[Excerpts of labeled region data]
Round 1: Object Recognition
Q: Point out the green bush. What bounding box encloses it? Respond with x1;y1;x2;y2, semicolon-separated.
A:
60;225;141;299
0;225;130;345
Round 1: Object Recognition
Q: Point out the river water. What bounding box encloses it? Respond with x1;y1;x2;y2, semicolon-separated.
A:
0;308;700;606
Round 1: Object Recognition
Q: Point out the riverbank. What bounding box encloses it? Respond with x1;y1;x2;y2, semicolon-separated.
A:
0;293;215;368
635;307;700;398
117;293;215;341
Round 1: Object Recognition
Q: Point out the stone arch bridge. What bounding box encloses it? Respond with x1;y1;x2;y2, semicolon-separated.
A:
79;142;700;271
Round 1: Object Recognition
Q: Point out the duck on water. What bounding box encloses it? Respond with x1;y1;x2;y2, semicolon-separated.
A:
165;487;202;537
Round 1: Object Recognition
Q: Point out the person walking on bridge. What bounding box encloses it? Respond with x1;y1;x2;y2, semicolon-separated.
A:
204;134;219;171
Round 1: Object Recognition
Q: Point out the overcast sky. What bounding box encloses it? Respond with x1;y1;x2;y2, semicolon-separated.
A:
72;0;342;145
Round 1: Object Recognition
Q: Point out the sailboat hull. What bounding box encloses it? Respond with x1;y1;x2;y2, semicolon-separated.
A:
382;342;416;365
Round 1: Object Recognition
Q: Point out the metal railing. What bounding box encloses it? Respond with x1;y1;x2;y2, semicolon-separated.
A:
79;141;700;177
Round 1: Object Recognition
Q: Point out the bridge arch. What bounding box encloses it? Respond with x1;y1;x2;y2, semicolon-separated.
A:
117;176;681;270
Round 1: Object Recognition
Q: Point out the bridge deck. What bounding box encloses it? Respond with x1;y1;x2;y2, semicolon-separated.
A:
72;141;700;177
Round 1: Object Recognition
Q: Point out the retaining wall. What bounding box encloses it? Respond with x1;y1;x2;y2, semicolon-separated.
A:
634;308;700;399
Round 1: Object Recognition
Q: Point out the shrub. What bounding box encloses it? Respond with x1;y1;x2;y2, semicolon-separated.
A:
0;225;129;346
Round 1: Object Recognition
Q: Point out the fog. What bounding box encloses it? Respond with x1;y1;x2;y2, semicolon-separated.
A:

§ What you need to do
Give the stretch of items from the start through the line containing "165;487;202;537" as a JSON list of strings, one string per line, with blank lines omitted.

§ Problem solution
[
  "Round 1: Object Recognition",
  "Q: Point out the green bush. What bounding box encloses it? Respond with x1;y1;x2;y2, semicolon-separated.",
  "A:",
  "60;225;141;299",
  "0;225;130;345",
  "Round 1: Object Recognition",
  "Q: Point out the river water. What bounding box encloses it? Respond with x1;y1;x2;y2, semicolon-separated.",
  "A:",
  "0;308;700;606",
  "Round 1: Object Recognition",
  "Q: Point out the riverbank. What bounding box encloses it? Respond with x1;y1;x2;y2, semicolon-separated.",
  "A:",
  "0;293;215;368",
  "635;307;700;398",
  "117;293;215;341",
  "Round 1: Object Recognition",
  "Q: Point out the stone arch bridge. What bounding box encloses it? Respond with x1;y1;x2;y2, semicolon-separated.",
  "A:",
  "79;142;700;271",
  "Round 1: Object Recognition",
  "Q: Point out the duck on water. What bounding box encloses it? Respond with x1;y1;x2;y2, semicolon-separated.",
  "A:",
  "165;487;202;537"
]